Start of Data

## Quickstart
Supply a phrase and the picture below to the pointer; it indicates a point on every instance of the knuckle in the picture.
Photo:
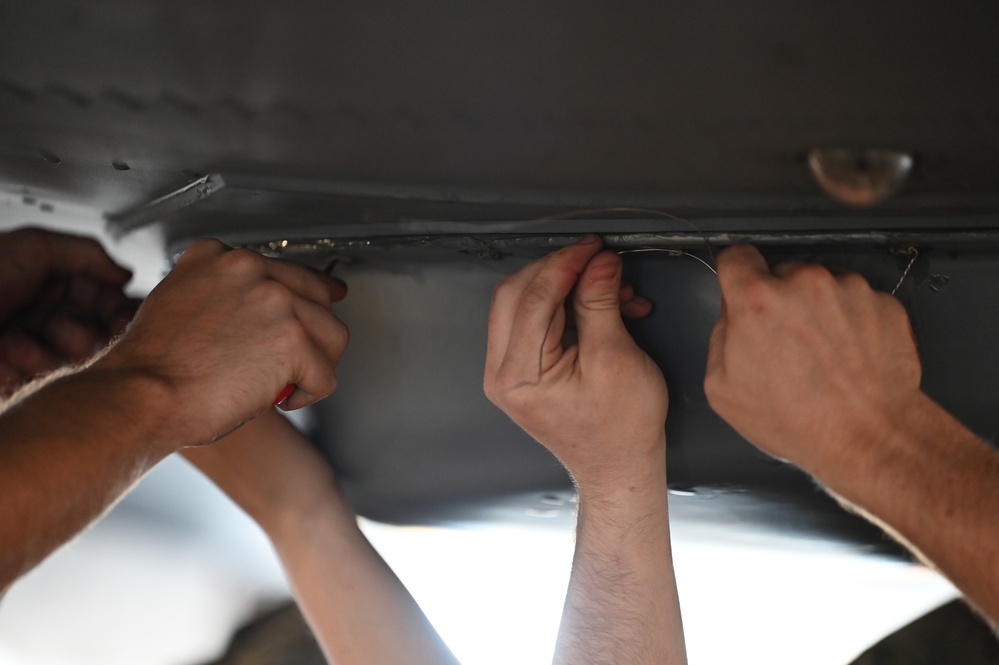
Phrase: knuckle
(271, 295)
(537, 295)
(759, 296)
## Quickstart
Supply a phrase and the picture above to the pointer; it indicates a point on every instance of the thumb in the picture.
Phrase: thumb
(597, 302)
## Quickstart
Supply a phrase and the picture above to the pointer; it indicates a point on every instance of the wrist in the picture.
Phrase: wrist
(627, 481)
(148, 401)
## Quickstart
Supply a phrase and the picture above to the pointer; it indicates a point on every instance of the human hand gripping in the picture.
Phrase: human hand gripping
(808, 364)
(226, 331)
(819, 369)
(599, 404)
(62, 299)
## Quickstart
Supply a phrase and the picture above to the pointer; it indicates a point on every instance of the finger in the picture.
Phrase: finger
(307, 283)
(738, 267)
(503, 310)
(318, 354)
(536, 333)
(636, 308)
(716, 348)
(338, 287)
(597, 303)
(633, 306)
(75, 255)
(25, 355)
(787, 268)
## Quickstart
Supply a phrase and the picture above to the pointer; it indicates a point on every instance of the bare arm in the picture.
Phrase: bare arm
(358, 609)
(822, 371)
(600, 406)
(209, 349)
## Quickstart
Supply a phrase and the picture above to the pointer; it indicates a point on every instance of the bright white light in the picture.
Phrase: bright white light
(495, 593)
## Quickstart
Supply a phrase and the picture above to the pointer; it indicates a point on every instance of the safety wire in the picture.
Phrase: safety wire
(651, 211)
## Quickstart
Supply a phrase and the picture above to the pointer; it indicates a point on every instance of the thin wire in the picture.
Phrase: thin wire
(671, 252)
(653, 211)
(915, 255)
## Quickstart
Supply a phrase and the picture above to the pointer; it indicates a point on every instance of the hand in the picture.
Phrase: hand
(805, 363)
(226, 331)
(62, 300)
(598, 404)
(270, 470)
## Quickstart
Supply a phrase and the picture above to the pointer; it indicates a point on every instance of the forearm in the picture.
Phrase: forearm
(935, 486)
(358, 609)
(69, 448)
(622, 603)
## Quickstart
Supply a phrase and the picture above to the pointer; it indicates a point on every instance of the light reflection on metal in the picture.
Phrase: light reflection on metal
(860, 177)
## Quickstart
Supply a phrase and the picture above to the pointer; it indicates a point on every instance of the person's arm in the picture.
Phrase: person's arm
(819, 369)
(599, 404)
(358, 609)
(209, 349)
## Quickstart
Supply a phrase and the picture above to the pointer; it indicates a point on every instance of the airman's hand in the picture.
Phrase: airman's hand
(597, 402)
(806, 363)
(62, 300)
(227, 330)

End of Data

- **What is required**:
Your answer must be the full set of entries, set down exactly and without pictures.

- **Task output**:
## Quickstart
Supply a phrase and the picture below to the pointer; it indicates a point on every instance of the knuckle in the picture.
Photo:
Phrase: knuckle
(271, 295)
(537, 295)
(759, 296)
## Quickstart
Supply a phrase and the picture above to the pointer; it indicates a point on every instance of the thumb in the picture.
Phrase: thumb
(597, 302)
## Quickstart
Supply a phrase and the picture above to the pointer; it indicates a point on every instance of the wrist in the picture.
Phrase: wrist
(627, 481)
(148, 401)
## Quickstart
Supply a phrase and the picture above to the pointer; it indicates a point on every instance of the human hand gripping in the picture.
Phrase: human hand gripping
(808, 364)
(226, 331)
(819, 369)
(599, 404)
(62, 299)
## Quickstart
Supply a phrase and the picture above to the pointer; it indicates a point on every instance of the finger in the picture.
Phrase: finger
(307, 283)
(738, 267)
(503, 310)
(318, 354)
(536, 333)
(636, 308)
(716, 348)
(338, 287)
(597, 303)
(633, 306)
(75, 255)
(25, 355)
(787, 268)
## Quickstart
Supply a phrase and the picture above to the pointer; it indicates a point on every instance of the bare arm in the picture.
Phrase: bare arm
(358, 609)
(822, 371)
(600, 406)
(209, 349)
## Quickstart
Supply a phrase and the picture above to the pointer; it indicates a point on every instance of the bright white light in the picture.
Phrase: bright white light
(495, 593)
## Quickstart
Supply a phrase and the picture above to the pointer; it indicates a point on every instance of the safety wire in the picture.
Phrase: safety wire
(651, 211)
## Quickstart
Supply a phrase and the picture above to the pointer; it indicates a point on every instance of the thin wire in the picture.
Phrase: thin wire
(671, 252)
(653, 211)
(915, 255)
## Quickstart
Supply a phrase and the picture above to the pointer; it indicates a point on every instance of the hand in the picture.
Phrase: hand
(805, 363)
(226, 331)
(62, 300)
(598, 404)
(270, 470)
## Quickstart
Supply a phrase and the picture above to the pointer; it indicates a point on every instance of the forearm in the picture.
Phrase: forearm
(935, 486)
(358, 609)
(69, 448)
(622, 603)
## Quickstart
Supply a phrase and the picture above to the pointer; it indicates a point on every instance of the light reflection on metal in the picture.
Phrase: light reflection on metal
(860, 177)
## Quickstart
Supply a phrase and the picture above to the pointer; it indicates a point on every instance of the person's arm in the picture.
Phrase: person's arm
(819, 369)
(599, 404)
(358, 609)
(209, 349)
## Quickstart
Supply a phrase and the picture above to the pointer; it indicates a point on every instance of the airman's hand in the picture.
Phrase: airman's hand
(597, 402)
(806, 363)
(62, 300)
(227, 330)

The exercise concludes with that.